*** Opening of Dataset records ***

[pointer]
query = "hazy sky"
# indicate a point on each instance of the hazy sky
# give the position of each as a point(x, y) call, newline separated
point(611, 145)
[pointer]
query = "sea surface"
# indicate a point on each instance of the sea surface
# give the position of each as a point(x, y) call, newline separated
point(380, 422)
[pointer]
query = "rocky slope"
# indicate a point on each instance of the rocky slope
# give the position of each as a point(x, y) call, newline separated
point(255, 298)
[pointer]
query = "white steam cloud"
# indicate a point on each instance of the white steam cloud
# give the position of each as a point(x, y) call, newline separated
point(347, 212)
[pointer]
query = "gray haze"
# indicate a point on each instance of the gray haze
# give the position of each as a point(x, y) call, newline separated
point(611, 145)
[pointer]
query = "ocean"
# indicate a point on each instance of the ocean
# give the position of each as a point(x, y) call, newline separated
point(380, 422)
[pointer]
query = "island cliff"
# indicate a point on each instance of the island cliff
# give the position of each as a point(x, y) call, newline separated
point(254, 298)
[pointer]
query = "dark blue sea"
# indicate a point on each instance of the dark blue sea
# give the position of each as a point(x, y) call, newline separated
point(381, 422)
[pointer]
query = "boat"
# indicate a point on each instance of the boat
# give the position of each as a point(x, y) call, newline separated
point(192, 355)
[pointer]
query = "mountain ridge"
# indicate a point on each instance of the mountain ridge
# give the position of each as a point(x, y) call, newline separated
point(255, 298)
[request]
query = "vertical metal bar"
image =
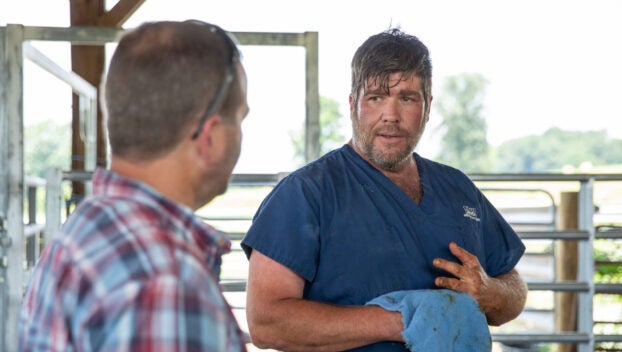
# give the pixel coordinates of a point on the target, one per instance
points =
(312, 120)
(14, 283)
(31, 241)
(585, 272)
(4, 177)
(53, 203)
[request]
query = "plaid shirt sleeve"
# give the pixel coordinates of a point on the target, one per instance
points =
(159, 315)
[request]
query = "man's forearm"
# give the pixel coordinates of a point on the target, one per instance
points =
(295, 324)
(510, 298)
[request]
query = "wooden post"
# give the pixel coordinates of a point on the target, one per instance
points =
(88, 62)
(566, 256)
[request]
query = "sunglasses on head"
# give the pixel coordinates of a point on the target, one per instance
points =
(233, 57)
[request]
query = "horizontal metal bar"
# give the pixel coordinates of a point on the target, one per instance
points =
(78, 35)
(554, 235)
(77, 175)
(79, 85)
(33, 181)
(33, 229)
(567, 337)
(263, 38)
(545, 177)
(609, 234)
(256, 179)
(608, 338)
(559, 286)
(614, 289)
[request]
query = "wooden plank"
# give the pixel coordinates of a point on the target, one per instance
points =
(120, 13)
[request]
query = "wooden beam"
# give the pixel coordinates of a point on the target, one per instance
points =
(120, 13)
(88, 62)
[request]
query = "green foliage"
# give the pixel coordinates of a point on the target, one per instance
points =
(464, 144)
(557, 148)
(330, 130)
(47, 144)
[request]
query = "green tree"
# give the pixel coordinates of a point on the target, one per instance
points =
(464, 144)
(47, 144)
(557, 148)
(331, 135)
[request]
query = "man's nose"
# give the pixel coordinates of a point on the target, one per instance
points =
(391, 112)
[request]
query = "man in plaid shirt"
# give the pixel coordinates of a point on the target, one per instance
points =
(133, 269)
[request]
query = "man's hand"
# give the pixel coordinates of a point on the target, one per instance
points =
(501, 298)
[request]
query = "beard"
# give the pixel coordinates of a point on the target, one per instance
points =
(386, 156)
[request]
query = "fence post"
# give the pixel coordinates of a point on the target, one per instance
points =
(566, 256)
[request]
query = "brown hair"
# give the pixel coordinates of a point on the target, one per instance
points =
(161, 79)
(392, 51)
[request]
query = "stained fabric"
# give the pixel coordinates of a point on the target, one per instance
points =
(439, 320)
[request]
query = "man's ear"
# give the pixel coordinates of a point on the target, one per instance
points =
(206, 136)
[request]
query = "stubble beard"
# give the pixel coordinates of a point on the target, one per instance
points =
(390, 157)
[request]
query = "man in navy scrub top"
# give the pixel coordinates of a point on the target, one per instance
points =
(375, 217)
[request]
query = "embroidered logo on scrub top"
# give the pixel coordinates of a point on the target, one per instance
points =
(470, 213)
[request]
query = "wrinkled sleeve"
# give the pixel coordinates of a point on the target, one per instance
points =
(286, 227)
(160, 314)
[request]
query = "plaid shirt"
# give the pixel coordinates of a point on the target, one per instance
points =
(129, 271)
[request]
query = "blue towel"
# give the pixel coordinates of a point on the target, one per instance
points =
(439, 320)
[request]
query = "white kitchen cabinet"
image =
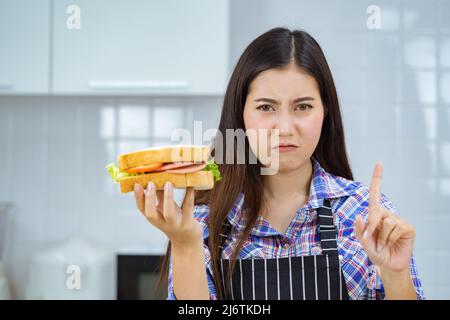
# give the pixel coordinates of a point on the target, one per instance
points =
(170, 47)
(24, 46)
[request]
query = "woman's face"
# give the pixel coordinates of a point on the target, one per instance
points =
(287, 99)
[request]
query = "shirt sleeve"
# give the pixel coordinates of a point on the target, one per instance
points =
(208, 265)
(375, 288)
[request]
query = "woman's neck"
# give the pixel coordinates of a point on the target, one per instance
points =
(287, 186)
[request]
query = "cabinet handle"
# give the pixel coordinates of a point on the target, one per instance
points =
(94, 84)
(6, 85)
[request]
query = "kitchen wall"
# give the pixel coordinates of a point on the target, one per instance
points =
(393, 84)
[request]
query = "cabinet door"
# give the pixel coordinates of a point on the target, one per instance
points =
(140, 47)
(24, 46)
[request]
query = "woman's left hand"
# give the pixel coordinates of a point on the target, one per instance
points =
(387, 239)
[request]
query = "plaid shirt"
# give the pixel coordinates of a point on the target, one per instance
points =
(348, 199)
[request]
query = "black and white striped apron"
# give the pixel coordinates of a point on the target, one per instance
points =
(314, 277)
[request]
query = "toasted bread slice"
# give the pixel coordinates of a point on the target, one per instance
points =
(164, 154)
(200, 180)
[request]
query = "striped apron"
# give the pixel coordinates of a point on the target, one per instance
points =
(315, 277)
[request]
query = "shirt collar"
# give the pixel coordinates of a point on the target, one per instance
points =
(323, 186)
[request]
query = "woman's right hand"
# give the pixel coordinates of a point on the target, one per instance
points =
(163, 212)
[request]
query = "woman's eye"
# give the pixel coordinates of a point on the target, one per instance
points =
(265, 107)
(304, 106)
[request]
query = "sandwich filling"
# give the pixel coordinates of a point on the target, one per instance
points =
(172, 167)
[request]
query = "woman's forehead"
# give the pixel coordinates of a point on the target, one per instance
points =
(277, 83)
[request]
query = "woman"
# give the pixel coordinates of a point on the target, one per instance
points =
(307, 232)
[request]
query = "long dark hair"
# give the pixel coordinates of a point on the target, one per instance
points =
(275, 48)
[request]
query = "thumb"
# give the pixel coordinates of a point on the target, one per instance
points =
(188, 204)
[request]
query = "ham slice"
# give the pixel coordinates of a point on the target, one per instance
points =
(188, 169)
(174, 165)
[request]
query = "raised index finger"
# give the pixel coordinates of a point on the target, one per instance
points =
(375, 186)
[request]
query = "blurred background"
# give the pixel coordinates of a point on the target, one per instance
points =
(84, 80)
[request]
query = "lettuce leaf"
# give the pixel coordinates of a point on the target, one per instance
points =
(115, 172)
(214, 168)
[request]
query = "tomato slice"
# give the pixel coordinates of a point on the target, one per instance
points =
(147, 168)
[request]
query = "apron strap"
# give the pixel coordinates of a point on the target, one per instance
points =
(327, 229)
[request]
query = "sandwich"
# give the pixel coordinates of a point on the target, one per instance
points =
(183, 166)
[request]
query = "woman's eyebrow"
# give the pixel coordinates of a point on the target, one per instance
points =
(277, 102)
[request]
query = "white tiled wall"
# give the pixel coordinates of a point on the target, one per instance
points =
(394, 88)
(54, 153)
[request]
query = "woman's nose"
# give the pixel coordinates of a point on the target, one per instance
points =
(284, 123)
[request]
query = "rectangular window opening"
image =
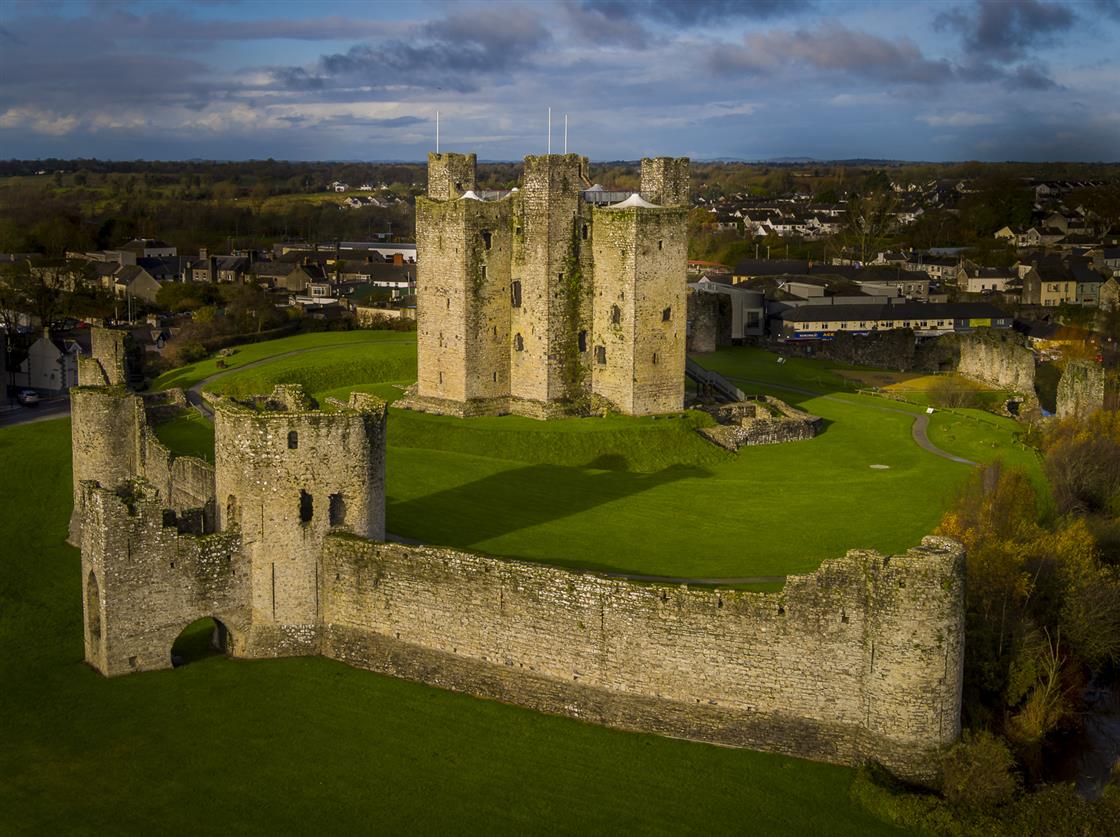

*** Close of Dataset records ***

=== Requirement ===
Every word of the data should be reproduced exactly; please omit any pictures.

=== Your response ===
[pointer]
query = "hazy sky"
# indicate a point on each instance of the hazy sky
# give the position of each as a point(x, y) call, newline separated
point(611, 145)
[pointer]
query = "sea surface"
# indicate a point on each instance of the sea surface
# give the position of each as a point(x, y) call, newline separated
point(380, 422)
[pointer]
query = "rocky slope"
# indicate a point on each instance of the rocky slope
# give the position of each as a point(x, y) call, newline separated
point(255, 298)
[pointer]
query = "white steam cloud"
# indicate a point on each instance of the white steam cloud
# give the position of each as a point(x, y) call, newline separated
point(347, 212)
[pointer]
query = "gray haze"
# indicate a point on each instance of the gray haze
# give the position of each as a point(x, y) call, newline separated
point(611, 145)
[pointer]
query = "ocean"
# indicate a point on each instance of the ocean
# give the position of each as a point(x, y) call, newline separated
point(380, 422)
[pointer]
query = "island cliff"
# indicate a point on each instance of the island cliff
# give the position of each as a point(x, y) call, newline separated
point(254, 298)
[pointer]
query = "dark blue sea"
# indicate a point on each instance of the dark blue sea
# give the position of each as a point(x, y) call, newline separated
point(381, 422)
[pointer]
query = "boat"
# indicate a point on each instance of the boat
# give the position of each as a point(x, y) call, newline separated
point(192, 355)
[pointer]
query = "mountain ridge"
# indicate a point on each instance of the mountain ridge
# give the position of each as a point(x, y) call, newline separated
point(255, 298)
[request]
query = "vertical metal bar"
image =
# give the pixel coordinates of a point on the target, one per instance
points =
(312, 120)
(14, 283)
(31, 241)
(585, 272)
(4, 177)
(53, 203)
[request]
query = "plaid shirt sleeve"
# give the pixel coordinates of a point on the target, one per instance
points =
(159, 315)
[request]
query = "man's forearm"
# give the pixel coordinates of a point on the target, one per instance
points =
(295, 324)
(510, 298)
[request]
query = "wooden post"
# give the pixel coordinates of a point on the target, one per instance
points =
(88, 62)
(566, 256)
[request]
query = "sunglasses on head"
# give the pixel coordinates of a point on the target, one per instance
points =
(233, 57)
[request]
query = "horizontal metal bar"
# give the pixel coordinates of a point on the target, one per instance
points =
(78, 35)
(554, 235)
(77, 175)
(79, 85)
(33, 181)
(33, 229)
(567, 337)
(263, 38)
(545, 177)
(609, 234)
(256, 179)
(608, 338)
(559, 286)
(614, 289)
[request]
query = "wooden plank"
# give the pixel coordinates of a point on the target, one per instance
points =
(120, 13)
[request]
query = "wooden beam"
# give the pixel coordinates of a point on the target, one per instance
points =
(120, 13)
(88, 62)
[request]
query = "green foliage"
# give the pixel coordinates of a point on the target, one per instance
points =
(464, 144)
(557, 148)
(330, 130)
(47, 144)
[request]
query = "green tree"
# give the pixel coordinates of a point on the target, one per instance
points =
(464, 144)
(47, 144)
(557, 148)
(331, 135)
[request]
query = "man's nose"
# give the pixel coordinates of a point on the target, one per instance
points =
(391, 112)
[request]
query = "man in plaid shirt"
# give the pixel coordinates of a point on the target, one per instance
points =
(133, 269)
[request]
query = "man's hand"
# give the pixel coordinates of a point on the target, one per instance
points =
(501, 298)
[request]
query = "beard"
# give the pixel coordinates of a point on the target, one per instance
points =
(386, 156)
[request]
query = "fence post"
# give the pixel coordinates of a point on the target, one per instance
points =
(566, 256)
[request]
query = "brown hair"
# give the pixel coordinates of a point on the target, one per instance
points =
(161, 79)
(392, 51)
[request]
query = "stained fabric"
# give the pixel coordinates of a point on the target, one per instance
points =
(439, 320)
[request]
query = "man's ear"
# give the pixel coordinates of a point on the target, one per instance
points =
(206, 136)
[request]
query = "stubble beard"
# give the pixel coordinates of a point on the target, one per instance
points =
(390, 157)
[request]
query = "man in navy scrub top"
# give the pixel coordinates of a point on the target, one per instance
points =
(375, 217)
[request]
query = "embroidered logo on scrub top"
# give the pixel coordinates of a point on the target, one per instance
points =
(470, 213)
[request]
query = "wrinkled sleeve"
# give the pixel coordinates of a point on the target, one per instance
points =
(286, 227)
(160, 314)
[request]
query = "plaid shirt"
# give the pixel coordinates of a point on the target, one per instance
points =
(129, 271)
[request]
query = "blue towel"
# give the pixel coordinates of a point on the target, one per instance
points =
(439, 320)
[request]
query = "white kitchen cabinet"
image =
# give the pixel coordinates of a point on the target, one per instance
points =
(170, 47)
(24, 46)
[request]
query = "woman's face"
# give the pixel coordinates of a point on the target, one per instance
points =
(287, 99)
[request]
query = "shirt sleeve"
# give the pixel coordinates of a point on the target, one per instance
points =
(208, 265)
(375, 288)
[request]
query = "woman's neck"
# give the pixel coordinates of a point on the target, one per instance
points =
(287, 186)
[request]
query = "cabinet handle"
# give the pixel coordinates of a point on the target, one per instance
points =
(94, 84)
(6, 85)
[request]
query = "kitchen wall"
# give the pixel coordinates of a point on the target, one per instance
points =
(393, 84)
[request]
query = "cabinet door"
# give the pixel coordinates of a point on the target, one per instance
points =
(140, 47)
(24, 46)
[request]
query = "woman's left hand"
# give the pixel coordinates of a point on the target, one per instance
points =
(387, 239)
[request]
query = "plaid shirt"
# give the pixel coordinates of a point on the target, one per instance
points =
(348, 199)
[request]
query = "black and white striped apron"
# give the pixel coordinates of a point on the target, one per instance
points =
(314, 277)
[request]
query = "toasted bread slice"
# give the pixel coordinates of a point on the target, one per instance
points =
(164, 154)
(200, 180)
[request]
query = "striped apron"
# give the pixel coordinates of a point on the target, one per instance
points =
(315, 277)
[request]
query = "shirt collar"
# give the pixel coordinates of a point on the target, one per instance
points =
(323, 186)
[request]
query = "woman's right hand"
# give the pixel coordinates of a point on the target, one per instance
points =
(163, 212)
[request]
query = "woman's eye"
# give the pixel coordinates of a point on the target, one per instance
points =
(265, 107)
(304, 106)
[request]
query = "sandwich filling"
# give the pixel coordinates of a point on the target, one per instance
points =
(172, 167)
[request]
query = "woman's forehead"
# give the pixel coordinates of a point on the target, one per instance
points =
(277, 83)
[request]
query = "woman"
# give the pixel coordinates of a point on the target, one per instance
points =
(307, 232)
[request]
query = "long dark hair"
# give the pixel coordinates of a point on the target, one per instance
points =
(275, 48)
[request]
query = "thumb"
# give the pixel coordinates of a point on the target, one per instance
points =
(188, 204)
[request]
query = "ham slice"
# give the pixel coordinates of a point on the target, one per instance
points =
(188, 169)
(174, 165)
[request]
query = "raised index finger"
# give the pixel coordinates of a point on the target, one per instance
points =
(375, 186)
[request]
query = "blurred background"
# give the pixel coordinates of a point on the target, one per instance
points =
(84, 80)
[request]
query = "lettuce leaf"
# give the pixel coordinates of a point on the target, one per instance
points =
(115, 172)
(214, 168)
[request]
query = "tomato slice"
# give the pixel coordinates of a point on the target, one per instance
points =
(147, 168)
[request]
query = "apron strap"
# give the pixel coordinates of a point on the target, one per instance
points =
(327, 229)
[request]
query = "sandwich"
# give the pixel coordinates of a point on the target, one per instance
points =
(183, 166)
[request]
query = "woman's eyebrow"
# give the pixel coordinates of a point on the target, one per instance
points =
(277, 102)
[request]
query = "white tiled wall"
# give the pixel coordinates of a point on the target, one per instance
points =
(394, 88)
(54, 153)
[request]
query = "woman's nose"
# give the pixel coordinates of a point on the target, one per instance
points =
(284, 123)
[request]
query = "rectangular window opening"
image =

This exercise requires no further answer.